Data entries:
###

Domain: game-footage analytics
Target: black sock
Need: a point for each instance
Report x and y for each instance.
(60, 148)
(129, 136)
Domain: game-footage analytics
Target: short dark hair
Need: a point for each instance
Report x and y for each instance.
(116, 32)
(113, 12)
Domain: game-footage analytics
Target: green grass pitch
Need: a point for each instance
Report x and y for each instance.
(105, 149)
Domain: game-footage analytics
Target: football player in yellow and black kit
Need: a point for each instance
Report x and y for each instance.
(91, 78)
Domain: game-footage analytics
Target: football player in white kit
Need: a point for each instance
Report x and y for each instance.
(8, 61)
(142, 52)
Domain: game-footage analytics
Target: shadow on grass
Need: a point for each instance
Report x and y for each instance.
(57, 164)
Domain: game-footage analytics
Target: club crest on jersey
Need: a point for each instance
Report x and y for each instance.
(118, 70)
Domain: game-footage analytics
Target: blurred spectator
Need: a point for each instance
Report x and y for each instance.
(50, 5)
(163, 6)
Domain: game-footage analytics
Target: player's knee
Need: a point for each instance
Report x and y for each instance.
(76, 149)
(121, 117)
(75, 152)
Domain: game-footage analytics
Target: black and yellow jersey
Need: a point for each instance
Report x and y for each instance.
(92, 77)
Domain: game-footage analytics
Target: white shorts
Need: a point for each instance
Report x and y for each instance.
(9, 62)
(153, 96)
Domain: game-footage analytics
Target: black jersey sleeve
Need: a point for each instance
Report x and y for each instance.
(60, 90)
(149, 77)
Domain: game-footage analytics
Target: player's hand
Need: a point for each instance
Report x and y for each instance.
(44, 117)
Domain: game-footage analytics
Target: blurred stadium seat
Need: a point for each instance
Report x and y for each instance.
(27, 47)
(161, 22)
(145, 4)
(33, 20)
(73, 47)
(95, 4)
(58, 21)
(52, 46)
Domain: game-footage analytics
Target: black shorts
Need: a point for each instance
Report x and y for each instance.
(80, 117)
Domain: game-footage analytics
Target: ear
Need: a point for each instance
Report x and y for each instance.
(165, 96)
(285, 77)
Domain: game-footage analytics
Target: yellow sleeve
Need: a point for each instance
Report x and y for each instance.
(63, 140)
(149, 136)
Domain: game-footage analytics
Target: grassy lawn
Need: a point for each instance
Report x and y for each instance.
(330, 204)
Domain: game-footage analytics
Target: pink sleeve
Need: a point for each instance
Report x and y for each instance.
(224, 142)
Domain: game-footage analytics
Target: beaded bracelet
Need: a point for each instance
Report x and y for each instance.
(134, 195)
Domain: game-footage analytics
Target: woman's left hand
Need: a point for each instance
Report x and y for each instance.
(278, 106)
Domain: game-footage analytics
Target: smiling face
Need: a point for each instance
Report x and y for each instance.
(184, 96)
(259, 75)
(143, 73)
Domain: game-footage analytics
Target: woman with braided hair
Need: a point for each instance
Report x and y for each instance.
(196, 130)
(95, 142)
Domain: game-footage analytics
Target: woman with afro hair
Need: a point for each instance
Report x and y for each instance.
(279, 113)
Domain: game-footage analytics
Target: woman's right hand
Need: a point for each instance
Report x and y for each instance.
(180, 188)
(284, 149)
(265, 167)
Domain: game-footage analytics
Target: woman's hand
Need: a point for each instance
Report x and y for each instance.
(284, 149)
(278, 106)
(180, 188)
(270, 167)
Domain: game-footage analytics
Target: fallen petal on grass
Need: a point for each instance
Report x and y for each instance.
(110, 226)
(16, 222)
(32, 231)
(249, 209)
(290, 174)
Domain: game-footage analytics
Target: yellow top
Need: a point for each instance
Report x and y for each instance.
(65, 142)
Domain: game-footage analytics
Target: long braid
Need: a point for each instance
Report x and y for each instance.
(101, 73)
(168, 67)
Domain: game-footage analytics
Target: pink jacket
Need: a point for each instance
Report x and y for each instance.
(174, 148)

###

* Task *
Repeat all the entries word for word.

* Exercise result *
Domain: game-footage analytics
Target: black sock
Need: a point for each instance
Report x and y for each instance.
(60, 148)
(129, 136)
Domain: game-footage analytics
Target: short dark hair
Need: a point for each instance
Report x and y for each instance.
(116, 32)
(113, 12)
Domain: game-footage analytics
Target: green grass pitch
Need: a point for each instance
Report x and y for each instance.
(105, 149)
Domain: game-footage analytics
Target: football player in yellow and black kit
Need: a point for each instance
Report x and y for each instance.
(91, 78)
Domain: game-footage analytics
Target: football player in white kit
Need: a point for each instance
Report x and y for each instance.
(8, 61)
(142, 52)
Domain: game-footage analytics
Target: shadow on grass
Need: a point for each instance
Report x and y for each instance.
(57, 164)
Domain: game-footage analytics
Target: club crest on jersey
Need: a point for each instance
Report x and y for each instance.
(118, 70)
Domain: game-footage analytics
Target: blurred spectator
Need: a point for each instance
Report x and y for each instance.
(50, 5)
(163, 6)
Domain: game-footage analytics
Target: player's knee
Need: a point for each instance
Report x and y for each instance.
(76, 149)
(121, 117)
(75, 152)
Domain: game-footage analytics
Target: black and yellow jersey
Need: a point for each instance
Report x and y for each instance.
(92, 77)
Domain: game-footage analytics
Target: white shorts
Need: a point for each instance
Report x and y for each instance.
(9, 62)
(153, 96)
Domain: game-footage analytics
Target: black jersey sleeve
Need: a point for each instance
Report x and y for each instance.
(60, 90)
(149, 77)
Domain: game-footage analytics
Target: player's hand
Need: a point for each instance
Report x and y for each instance.
(44, 117)
Domain: game-footage analytics
Target: blurred stadium seat
Need: a point for each instance
Report x and y for each instance.
(27, 47)
(161, 22)
(145, 4)
(33, 20)
(73, 47)
(95, 4)
(58, 21)
(52, 46)
Domain: game-footage analytics
Target: black shorts
Need: a point for each instance
Report x and y for each instance.
(80, 117)
Domain: game-footage analytics
Target: ear
Need: a point for each instance
Report x and y for each instance.
(165, 96)
(285, 77)
Domain: game-footage analytics
Target: yellow sleeve
Need: a point for each instance
Report x and y for each instance.
(63, 140)
(149, 136)
Domain: game-footage analytics
Target: grassy lawn
Need: a point for each instance
Report x and y for each instance.
(330, 204)
Domain: game-footage analytics
Target: pink sleeve
Need: a point for each instance
Report x and y for each instance.
(224, 142)
Domain: game-footage analytics
Target: beaded bracelet
Need: a point for each instance
Report x and y for each instance.
(134, 195)
Domain: game-footage analytics
Target: woman's left hand
Need: a point for each instance
Report x and y for each instance.
(278, 106)
Domain: game-footage analytics
Target: smiling face
Need: a point for each instance
Report x and y for each instance.
(184, 96)
(259, 75)
(143, 73)
Domain: game-footage analytics
Target: woman with braided hair
Need: a point for each instance
Report x and y for each instance.
(196, 130)
(95, 142)
Domain: game-footage analytics
Target: woman with afro hair
Need: a point for each instance
Report x and y for each instance.
(279, 113)
Domain: game-footage analytics
Target: woman's right hand
Need: a point for each instance
Report x and y for each instance.
(180, 188)
(284, 149)
(265, 167)
Domain: game-footage analytics
Target: woman's hand
Need: a point for each instance
Report x and y for each instance.
(284, 149)
(278, 106)
(180, 188)
(270, 167)
Domain: game-footage analytics
Target: fallen petal on grass
Need: a point for each instance
Report x and y for each instance.
(110, 226)
(16, 222)
(32, 231)
(249, 209)
(290, 174)
Domain: game-footage analytics
Target: yellow top
Need: a point for each instance
Report x and y for each instance.
(65, 142)
Domain: game-footage analytics
Target: long braid
Need: a point for each instance
Report x and y for each instance.
(101, 73)
(168, 67)
Domain: game-footage analytics
Target: pink jacket
Need: a point for each instance
Report x and y for each instance.
(174, 148)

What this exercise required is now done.